• PROBLEM STATEMENT: Reproduce verbatim the section of the NAIIS survey passage from "What the survey" to "persons on treatment.".

• SOURCE PASSAGE:
What the survey is about
The Nigeria HIV/AIDS indicator and Impact-Assessment Survey (NAIIS) was conducted in order to measure the size, distribution and determinants of the country’s HIV/AIDS epidemic as well as impact of current interventions in Nigeria.
The survey measured the HIV prevalence rate (defined as the proportion of persons who tested positive for HIV)stratified on the basis of age, sex and geographic location. Data was also collected on knowledge and awareness of HIV prevention, risk behaviors predisposing to HIV infection as well as levels of stigma and discrimination in the society.
In order to measure the impact of current interventions, the survey measured the uptake of HIV testing, care and treatment services and viral suppression (the reduction or absence of HIV in the bloodstream) among HIV positive persons on treatment.
The survey was coordinated by the National Agency for the Control of AIDS and the Federal Ministry of Health with financial support from the United States Government and the Global Fund
How survey participants were selected
The NAIIS is a population-based household survey, with blood samples obtained from all local government areas in the country, such that every person residing in Nigeria had an equal chance of being selected for the survey. Approximately 225,000 persons were enrolled nationwide from 97,250 households over a 22-week period ending 22 December 2018.

• DATA PROVIDED:
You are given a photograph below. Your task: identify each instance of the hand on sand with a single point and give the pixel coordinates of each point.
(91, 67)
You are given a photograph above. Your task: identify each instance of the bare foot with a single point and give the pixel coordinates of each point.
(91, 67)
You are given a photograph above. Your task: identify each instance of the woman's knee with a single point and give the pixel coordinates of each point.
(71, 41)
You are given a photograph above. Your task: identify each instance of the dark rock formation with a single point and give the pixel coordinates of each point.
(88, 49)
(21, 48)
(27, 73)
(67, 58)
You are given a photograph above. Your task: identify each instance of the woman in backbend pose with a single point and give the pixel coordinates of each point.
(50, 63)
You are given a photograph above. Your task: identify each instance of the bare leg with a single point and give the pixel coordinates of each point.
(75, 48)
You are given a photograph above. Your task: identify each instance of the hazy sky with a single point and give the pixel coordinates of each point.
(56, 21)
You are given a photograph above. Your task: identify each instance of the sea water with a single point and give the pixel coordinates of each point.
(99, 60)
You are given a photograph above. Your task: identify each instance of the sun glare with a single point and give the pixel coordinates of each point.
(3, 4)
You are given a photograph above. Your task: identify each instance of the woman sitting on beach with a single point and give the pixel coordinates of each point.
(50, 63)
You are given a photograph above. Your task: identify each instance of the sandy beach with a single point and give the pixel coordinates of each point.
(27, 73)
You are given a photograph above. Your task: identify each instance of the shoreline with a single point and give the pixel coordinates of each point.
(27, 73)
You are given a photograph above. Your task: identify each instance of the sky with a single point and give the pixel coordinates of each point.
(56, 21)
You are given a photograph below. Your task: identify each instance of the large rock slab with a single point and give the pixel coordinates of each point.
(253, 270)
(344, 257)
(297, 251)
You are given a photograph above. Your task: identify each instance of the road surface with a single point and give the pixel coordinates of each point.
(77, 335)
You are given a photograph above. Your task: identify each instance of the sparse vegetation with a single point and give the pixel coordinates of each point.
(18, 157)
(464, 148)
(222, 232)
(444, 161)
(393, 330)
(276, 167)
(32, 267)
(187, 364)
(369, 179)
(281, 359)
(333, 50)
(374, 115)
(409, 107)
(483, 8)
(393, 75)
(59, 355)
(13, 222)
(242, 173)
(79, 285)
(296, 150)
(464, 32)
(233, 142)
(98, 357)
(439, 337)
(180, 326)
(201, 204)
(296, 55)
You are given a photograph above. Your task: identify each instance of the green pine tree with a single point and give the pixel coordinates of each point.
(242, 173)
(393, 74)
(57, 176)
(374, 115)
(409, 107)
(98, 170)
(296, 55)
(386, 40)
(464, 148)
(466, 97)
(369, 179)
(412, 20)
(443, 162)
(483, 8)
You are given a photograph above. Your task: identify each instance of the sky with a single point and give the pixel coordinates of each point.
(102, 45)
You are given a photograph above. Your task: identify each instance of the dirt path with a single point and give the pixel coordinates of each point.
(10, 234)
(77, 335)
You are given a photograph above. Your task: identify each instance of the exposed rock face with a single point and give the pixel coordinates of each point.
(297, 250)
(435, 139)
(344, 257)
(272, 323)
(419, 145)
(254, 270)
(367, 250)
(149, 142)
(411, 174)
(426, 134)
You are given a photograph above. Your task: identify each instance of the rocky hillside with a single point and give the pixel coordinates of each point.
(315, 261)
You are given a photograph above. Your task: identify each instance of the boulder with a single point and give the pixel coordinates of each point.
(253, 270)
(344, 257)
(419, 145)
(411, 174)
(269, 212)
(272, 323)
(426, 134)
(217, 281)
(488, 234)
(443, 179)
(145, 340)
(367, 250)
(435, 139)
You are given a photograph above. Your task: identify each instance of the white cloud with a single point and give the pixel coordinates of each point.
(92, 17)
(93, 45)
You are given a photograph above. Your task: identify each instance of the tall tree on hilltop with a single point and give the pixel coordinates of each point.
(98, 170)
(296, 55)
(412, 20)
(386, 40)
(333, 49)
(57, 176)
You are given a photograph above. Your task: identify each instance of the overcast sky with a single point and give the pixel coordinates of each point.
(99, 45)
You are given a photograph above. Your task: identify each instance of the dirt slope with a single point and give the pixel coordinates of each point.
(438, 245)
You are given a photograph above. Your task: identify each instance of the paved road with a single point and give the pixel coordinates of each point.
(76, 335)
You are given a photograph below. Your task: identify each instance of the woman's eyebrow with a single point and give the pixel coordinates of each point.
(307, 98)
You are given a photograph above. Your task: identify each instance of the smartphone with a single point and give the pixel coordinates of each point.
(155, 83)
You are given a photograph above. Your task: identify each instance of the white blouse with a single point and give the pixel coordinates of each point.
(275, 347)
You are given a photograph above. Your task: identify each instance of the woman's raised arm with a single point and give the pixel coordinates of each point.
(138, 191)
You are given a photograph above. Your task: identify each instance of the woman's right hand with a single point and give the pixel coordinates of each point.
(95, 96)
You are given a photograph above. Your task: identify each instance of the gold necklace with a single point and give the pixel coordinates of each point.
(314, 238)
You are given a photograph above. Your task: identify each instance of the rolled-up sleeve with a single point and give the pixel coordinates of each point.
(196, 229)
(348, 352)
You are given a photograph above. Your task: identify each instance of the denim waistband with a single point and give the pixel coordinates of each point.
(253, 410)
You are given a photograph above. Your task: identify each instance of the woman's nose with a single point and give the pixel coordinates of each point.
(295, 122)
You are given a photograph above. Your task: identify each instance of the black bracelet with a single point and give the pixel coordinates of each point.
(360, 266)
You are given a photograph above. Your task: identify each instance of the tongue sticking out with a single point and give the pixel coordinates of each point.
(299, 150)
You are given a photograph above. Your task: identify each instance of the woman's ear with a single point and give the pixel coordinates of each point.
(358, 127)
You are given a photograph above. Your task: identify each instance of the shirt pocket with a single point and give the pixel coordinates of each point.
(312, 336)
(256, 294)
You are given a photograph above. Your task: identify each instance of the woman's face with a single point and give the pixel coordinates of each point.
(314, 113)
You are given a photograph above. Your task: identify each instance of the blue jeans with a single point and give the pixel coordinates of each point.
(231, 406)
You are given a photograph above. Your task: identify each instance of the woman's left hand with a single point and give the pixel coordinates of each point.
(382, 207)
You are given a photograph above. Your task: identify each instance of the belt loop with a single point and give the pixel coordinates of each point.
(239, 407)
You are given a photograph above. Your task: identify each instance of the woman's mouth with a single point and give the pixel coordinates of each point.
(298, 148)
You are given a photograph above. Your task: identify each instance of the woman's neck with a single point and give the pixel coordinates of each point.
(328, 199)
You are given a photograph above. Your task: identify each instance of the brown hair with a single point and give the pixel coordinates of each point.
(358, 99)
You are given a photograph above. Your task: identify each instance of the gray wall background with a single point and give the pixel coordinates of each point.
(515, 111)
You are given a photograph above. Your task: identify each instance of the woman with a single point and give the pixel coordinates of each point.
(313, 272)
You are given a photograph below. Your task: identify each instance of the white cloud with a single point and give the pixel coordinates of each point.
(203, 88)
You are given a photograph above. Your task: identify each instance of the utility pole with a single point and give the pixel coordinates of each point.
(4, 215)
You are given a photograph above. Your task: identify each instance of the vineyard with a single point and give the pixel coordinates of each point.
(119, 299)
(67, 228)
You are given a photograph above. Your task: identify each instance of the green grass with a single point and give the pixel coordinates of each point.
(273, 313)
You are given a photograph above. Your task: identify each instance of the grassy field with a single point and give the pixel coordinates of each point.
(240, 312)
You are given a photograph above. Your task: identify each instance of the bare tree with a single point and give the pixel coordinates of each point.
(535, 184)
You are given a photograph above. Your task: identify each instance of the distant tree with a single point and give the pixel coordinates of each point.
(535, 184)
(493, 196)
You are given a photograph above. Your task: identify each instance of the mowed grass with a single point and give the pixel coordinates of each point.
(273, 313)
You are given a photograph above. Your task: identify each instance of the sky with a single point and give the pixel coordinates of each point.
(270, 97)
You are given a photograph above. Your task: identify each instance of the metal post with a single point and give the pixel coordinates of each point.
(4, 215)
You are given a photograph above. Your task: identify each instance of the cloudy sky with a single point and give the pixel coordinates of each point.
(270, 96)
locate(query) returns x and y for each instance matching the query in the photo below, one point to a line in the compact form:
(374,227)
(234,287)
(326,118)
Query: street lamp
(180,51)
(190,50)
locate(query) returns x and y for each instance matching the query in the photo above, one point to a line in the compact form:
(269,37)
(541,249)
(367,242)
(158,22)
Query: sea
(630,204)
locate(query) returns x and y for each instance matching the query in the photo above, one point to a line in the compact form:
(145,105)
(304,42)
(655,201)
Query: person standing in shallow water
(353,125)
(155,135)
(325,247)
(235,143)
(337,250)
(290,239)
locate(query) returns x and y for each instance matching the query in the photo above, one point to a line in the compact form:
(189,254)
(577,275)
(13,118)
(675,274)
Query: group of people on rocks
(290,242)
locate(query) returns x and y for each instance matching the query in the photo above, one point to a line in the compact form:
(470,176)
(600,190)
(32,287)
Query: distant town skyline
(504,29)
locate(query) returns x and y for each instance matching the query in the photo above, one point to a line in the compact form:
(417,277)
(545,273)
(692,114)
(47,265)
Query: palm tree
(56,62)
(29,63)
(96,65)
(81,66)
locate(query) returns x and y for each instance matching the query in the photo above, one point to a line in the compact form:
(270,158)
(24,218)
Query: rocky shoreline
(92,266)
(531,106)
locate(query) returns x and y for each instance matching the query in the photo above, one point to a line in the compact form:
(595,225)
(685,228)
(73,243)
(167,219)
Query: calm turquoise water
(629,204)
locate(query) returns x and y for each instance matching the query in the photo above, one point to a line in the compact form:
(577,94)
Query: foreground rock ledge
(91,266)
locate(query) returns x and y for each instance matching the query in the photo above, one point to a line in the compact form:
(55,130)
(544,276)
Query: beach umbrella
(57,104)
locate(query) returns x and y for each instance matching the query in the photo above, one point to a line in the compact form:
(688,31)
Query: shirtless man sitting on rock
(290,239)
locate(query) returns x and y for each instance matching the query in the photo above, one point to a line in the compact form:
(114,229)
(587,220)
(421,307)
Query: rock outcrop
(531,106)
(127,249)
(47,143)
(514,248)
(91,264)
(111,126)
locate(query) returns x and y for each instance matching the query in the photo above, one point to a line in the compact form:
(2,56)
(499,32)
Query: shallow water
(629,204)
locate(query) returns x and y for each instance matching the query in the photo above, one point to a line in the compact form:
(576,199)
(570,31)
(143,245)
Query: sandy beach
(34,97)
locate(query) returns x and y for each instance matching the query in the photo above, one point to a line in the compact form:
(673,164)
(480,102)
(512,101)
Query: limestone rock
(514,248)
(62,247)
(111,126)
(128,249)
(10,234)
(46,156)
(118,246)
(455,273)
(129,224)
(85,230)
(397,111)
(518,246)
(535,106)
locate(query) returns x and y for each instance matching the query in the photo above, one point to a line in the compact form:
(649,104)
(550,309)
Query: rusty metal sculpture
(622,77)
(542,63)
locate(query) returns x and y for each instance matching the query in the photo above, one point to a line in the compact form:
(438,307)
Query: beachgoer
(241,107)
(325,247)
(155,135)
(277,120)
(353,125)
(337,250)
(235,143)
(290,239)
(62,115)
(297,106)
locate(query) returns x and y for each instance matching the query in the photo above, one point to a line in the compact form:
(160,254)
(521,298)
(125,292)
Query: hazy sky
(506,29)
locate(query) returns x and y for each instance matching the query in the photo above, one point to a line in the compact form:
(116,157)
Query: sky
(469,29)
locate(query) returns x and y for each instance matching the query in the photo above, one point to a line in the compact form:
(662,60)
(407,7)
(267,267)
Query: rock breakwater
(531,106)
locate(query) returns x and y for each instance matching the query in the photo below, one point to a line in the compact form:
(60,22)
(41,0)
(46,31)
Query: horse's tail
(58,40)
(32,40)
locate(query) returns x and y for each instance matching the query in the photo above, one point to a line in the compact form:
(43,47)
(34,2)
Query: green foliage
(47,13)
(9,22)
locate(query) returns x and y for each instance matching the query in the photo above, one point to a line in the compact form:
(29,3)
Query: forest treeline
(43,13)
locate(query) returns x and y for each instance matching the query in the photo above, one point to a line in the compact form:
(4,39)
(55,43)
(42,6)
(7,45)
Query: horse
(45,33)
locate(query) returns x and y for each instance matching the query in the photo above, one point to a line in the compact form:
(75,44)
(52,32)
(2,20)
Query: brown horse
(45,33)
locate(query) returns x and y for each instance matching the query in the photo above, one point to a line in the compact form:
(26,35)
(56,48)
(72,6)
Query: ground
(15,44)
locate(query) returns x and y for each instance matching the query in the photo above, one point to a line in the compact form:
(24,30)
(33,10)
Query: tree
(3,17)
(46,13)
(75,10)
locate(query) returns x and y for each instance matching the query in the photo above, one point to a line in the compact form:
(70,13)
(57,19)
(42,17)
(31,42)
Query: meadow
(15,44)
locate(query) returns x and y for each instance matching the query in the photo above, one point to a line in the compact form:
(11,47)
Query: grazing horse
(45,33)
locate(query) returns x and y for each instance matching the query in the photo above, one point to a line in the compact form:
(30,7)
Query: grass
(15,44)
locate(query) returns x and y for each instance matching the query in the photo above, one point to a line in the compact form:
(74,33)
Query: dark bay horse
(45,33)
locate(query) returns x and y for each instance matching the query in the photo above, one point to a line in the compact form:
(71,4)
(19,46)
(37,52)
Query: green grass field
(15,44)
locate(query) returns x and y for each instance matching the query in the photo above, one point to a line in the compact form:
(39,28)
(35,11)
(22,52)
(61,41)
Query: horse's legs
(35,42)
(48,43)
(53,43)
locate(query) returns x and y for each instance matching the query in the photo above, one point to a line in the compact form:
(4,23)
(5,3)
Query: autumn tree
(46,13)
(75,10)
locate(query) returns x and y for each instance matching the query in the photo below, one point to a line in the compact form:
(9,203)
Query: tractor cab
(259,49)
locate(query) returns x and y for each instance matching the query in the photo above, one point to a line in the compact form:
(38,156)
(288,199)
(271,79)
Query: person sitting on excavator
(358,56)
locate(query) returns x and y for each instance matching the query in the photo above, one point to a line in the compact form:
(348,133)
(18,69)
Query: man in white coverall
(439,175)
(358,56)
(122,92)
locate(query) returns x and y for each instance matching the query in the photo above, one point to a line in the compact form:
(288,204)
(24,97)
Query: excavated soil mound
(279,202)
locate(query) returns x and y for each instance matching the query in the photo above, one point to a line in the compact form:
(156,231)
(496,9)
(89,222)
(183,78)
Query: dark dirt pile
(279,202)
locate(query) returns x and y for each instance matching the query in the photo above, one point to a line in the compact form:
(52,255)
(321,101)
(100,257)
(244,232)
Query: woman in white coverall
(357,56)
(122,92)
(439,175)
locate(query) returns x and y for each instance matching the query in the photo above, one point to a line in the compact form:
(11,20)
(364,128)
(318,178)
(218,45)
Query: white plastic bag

• ANSWER:
What the survey is about
The Nigeria HIV/AIDS indicator and Impact-Assessment Survey (NAIIS) was conducted in order to measure the size, distribution and determinants of the country’s HIV/AIDS epidemic as well as impact of current interventions in Nigeria.
The survey measured the HIV prevalence rate (defined as the proportion of persons who tested positive for HIV)stratified on the basis of age, sex and geographic location. Data was also collected on knowledge and awareness of HIV prevention, risk behaviors predisposing to HIV infection as well as levels of stigma and discrimination in the society.
In order to measure the impact of current interventions, the survey measured the uptake of HIV testing, care and treatment services and viral suppression (the reduction or absence of HIV in the bloodstream) among HIV positive persons on treatment.